Анализ двух былин — о Добрыне-змееборце и Ставре — основан на теории фольклорной тра­диции, но одновременно он может рассматриваться и как ее подтверждение. Очень существенно, что возмож­ности историко-хронологического приурочения многочис­ленных записей и той, и другой былины демонстриро­вались на примере весьма несхожих между собой бы­лин. Полагаем, что анализ и приложение его общих принципов могут быть испробованы при изучении и дру­гих былин.

Исследование взятых нами эпических произведений позволило вскрыть два важнейших песенно-эпических процесса: усиление или удержание героики изначально­го эпоса и развитие тоже изначально заложенных в нем традиций сказок. Причем оба эти процесса устанавли­ваются и в истории былины о Добрыне, и в истории бы­лины о Ставре, что само по себе может свидетельство­вать о достаточном проникновении в анализируемый ма­териал, идущий навстречу такому изучению. Это, одна­ко, не означает, что общие положения, выработанные в ходе разбора взятых былин, можно считать готовыми для безоглядного приложения к остальным случаям. Общая теория не освобождает от необходимости изу­чать материал во всем его конкретном поэтическом свое­образии. При этом нельзя не видеть, что исследование ведет и к некоторым общезначимым положениям, в частности к полному пересмотру преувеличенного и до сего дня еще не окончательно изжитого представления о том большом значении, какое в творческой истории эпоса придается профессиональной и полупрофессио­нальной деятельности певцов духовных стихов и скоморохов.

(стр. 284)

Изучение массовых поэтических традиций в эпо­се делает излишним предположения, что былинный эпос — первоначальный продукт творческой работы этих средневековых певцов.

ИСХОДНЫЕ ДАННЫЕ:
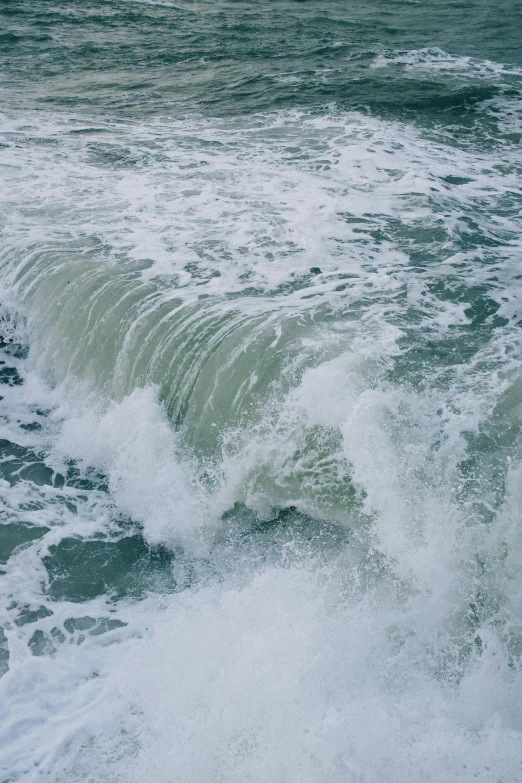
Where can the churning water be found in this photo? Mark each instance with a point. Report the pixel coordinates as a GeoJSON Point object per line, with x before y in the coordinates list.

ЗАДАНИЯ:
1 - О каких двух былинах идет речь в начале текста?
2 - Пожалуйста, определите, верны ли по тексту утверждения (a), (b) и (c). Для каждого ответьте «да» или «нет» и процитируйте решающие слова текста. (a) Общие положения, выработанные при разборе двух былин, можно сразу применять ко всем остальным случаям. (b) Общая теория освобождает от необходимости изучать материал в его поэтическом своеобразии. (c) Изучение массовых поэтических традиций делает излишним предположение, что былинный эпос создан средневековыми певцами.
Этот материал самостоятельный и с текстом не связан.

ОТВЕТЫ:
1 - О Добрыне-змееборце и о Ставре.

2 -
(a) Нет: «не означает, что общие положения, выработанные в ходе разбора взятых былин, можно считать готовыми для безоглядного приложения к остальным случаям».
(b) Нет: «Общая теория не освобождает от необходимости».
(c) Да: «делает излишним предположения, что былинный эпос — первоначальный продукт творческой работы этих средневековых певцов».